Les ennemis, bien plus agressifs que dans les précédents opus, sont conçus pour exploiter les failles du joueur, obligeant à lire leurs patterns, à anticiper leurs attaques, et surtout, à ne jamais se reposer sur un seul schéma de combat. Les boss, en particulier, sont des tests d’endurance et de réactivité, chacun apportant une mécanique unique, forçant à adapter son approche plutôt que de se contenter de marteler les attaques de base.
Là où Moonlit Farewell excelle, c’est dans la sensation de progression organique. Plutôt que de s’appuyer sur une simple montée en puissance chiffrée, le jeu offre de nouvelles capacités et reliques qui transforment le style de combat, enrichissant ainsi les options stratégiques du joueur sans jamais briser la sensation de vulnérabilité. On ne devient jamais intouchable, mais on apprend à maîtriser la douleur, à faire de chaque coup reçu une leçon pour le prochain combat.
Le level design, fidèle aux codes du Metroidvania, est une mosaïque d’exploration et de secrets dissimulés. Koho n’est pas une simple ville, c’est un terrain de jeu labyrinthique, où chaque passage débloqué, chaque raccourci découvert, chaque porte scellée ouverte offre un sentiment d’accomplissement réel. Les environnements sont interconnectés avec une intelligence remarquable, obligeant à retenir les moindres détails pour revenir plus tard avec une nouvelle capacité capable d’ouvrir des chemins jusque-là inaccessibles.
Mais au-delà de sa structure, Moonlit Farewell pousse l’exploration au-delà du simple plaisir de la découverte. Chaque zone raconte une histoire, que ce soit par des ruines érodées par le temps, par des autels à moitié effondrés ou par des villages silencieux hantés par des âmes errantes. L’atmosphère évolue au fil du jeu, et chaque nouvel endroit visité impose un changement subtil d’état d’esprit, passant de la curiosité à l’appréhension, de l’émerveillement à la terreur.
L’intégration des objets et des améliorations se veut également minimaliste mais efficace. Plutôt que de surcharger le joueur avec un arsenal complexe, le jeu propose un système de reliques et d’encens sacrés qui offrent des bonus spécifiques, forçant le joueur à adapter son équipement en fonction des défis à venir. Chaque nouveau talisman découvert est une invitation à expérimenter, à modifier sa façon d’aborder les combats et à trouver la combinaison parfaite entre offense, défense et mobilité.
Mais peut-être le plus grand atout de ce gameplay est-il son incroyable sensation de fluidité. Momodora: Moonlit Farewell récompense la précision et la patience, offrant une réactivité qui ne laisse aucune place au hasard. Chaque coup porté, chaque esquive réussie, chaque combat remporté avec une fraction de vie restante est un moment d’extase vidéoludique, un témoignage de la maîtrise progressive que l’on acquiert à force d’apprentissage et d’adaptation.

**OBJECTIF DE LA TÂCHE:** Selon l'extrait sur Momodora: Moonlit Farewell, que propose le jeu plutôt que de surcharger le joueur avec un arsenal complexe ?

**ENTRÉES AFFICHÉES:**

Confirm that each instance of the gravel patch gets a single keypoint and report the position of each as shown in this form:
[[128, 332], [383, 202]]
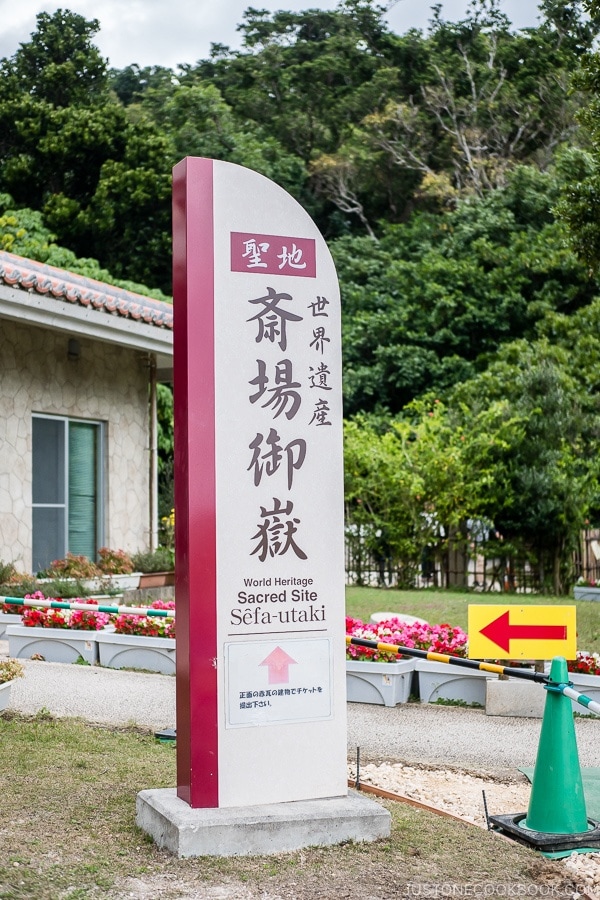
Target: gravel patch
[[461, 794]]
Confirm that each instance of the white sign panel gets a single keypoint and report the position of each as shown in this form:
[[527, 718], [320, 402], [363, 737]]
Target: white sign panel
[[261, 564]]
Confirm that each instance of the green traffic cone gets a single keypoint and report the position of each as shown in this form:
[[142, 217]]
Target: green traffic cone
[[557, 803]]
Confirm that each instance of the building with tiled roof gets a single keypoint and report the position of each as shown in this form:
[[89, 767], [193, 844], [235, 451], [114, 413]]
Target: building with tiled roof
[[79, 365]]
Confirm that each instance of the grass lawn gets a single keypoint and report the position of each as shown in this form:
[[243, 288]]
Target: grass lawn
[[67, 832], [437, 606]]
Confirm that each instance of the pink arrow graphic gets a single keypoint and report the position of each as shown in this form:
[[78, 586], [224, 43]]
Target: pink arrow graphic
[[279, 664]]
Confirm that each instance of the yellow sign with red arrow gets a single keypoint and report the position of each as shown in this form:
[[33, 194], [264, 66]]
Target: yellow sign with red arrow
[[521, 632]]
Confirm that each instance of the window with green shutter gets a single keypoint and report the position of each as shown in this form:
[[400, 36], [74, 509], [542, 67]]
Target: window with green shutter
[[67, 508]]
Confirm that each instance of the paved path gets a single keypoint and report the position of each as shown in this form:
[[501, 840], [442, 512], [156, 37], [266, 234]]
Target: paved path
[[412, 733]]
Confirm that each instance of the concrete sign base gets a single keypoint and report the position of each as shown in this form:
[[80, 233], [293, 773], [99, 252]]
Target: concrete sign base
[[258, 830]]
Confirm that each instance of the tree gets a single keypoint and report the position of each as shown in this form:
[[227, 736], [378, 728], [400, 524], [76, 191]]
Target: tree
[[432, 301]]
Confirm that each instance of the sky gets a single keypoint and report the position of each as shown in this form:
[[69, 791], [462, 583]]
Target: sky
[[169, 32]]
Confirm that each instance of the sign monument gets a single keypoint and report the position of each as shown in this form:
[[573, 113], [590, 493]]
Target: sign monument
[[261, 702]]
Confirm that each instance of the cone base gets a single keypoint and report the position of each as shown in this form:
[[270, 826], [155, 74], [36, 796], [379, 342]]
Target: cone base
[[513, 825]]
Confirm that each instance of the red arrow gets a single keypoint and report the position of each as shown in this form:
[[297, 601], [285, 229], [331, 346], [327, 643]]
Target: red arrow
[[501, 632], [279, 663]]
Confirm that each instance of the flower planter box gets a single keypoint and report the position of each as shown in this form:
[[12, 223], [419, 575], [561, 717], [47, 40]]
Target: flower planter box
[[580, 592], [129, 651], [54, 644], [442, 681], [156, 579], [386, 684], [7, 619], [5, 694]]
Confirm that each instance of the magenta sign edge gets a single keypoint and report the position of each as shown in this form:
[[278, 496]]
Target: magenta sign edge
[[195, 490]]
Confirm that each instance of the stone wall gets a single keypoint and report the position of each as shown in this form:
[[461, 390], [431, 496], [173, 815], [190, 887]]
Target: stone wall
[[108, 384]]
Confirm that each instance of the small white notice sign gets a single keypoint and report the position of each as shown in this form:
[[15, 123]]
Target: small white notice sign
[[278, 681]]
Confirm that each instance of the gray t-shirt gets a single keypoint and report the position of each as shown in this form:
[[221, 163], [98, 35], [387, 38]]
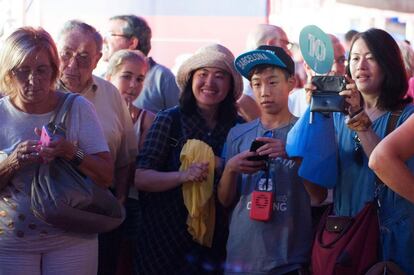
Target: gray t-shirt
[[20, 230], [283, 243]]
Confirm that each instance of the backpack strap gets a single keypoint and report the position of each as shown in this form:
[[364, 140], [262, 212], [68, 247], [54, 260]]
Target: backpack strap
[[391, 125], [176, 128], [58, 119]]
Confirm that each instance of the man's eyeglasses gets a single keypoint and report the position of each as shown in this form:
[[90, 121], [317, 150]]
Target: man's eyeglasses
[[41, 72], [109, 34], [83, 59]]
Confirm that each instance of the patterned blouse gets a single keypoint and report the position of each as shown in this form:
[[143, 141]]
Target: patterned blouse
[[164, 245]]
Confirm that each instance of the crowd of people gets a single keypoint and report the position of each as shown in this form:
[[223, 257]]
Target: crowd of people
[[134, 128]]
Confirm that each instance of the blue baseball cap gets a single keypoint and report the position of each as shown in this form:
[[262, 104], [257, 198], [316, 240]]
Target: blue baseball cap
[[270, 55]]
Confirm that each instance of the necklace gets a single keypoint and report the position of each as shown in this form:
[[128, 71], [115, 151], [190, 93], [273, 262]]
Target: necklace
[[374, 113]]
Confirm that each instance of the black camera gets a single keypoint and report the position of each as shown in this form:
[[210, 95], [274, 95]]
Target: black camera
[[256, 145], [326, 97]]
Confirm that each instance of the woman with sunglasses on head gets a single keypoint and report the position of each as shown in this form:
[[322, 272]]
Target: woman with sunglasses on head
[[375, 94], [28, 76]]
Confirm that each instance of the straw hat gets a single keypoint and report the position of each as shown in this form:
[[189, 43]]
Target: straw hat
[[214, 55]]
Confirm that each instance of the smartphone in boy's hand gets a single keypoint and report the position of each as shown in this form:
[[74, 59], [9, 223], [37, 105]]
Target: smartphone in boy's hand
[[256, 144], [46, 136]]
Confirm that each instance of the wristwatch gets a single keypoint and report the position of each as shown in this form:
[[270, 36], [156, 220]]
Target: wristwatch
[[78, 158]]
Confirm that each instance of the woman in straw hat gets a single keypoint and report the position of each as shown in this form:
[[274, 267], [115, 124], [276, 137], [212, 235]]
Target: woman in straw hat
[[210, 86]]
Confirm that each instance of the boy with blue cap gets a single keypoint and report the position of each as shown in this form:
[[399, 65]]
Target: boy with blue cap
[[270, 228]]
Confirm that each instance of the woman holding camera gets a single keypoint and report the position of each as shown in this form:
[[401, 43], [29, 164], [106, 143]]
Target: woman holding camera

**RÉPONSE À LA TÂCHE:** Un système de reliques et d'encens sacrés qui offrent des bonus spécifiques.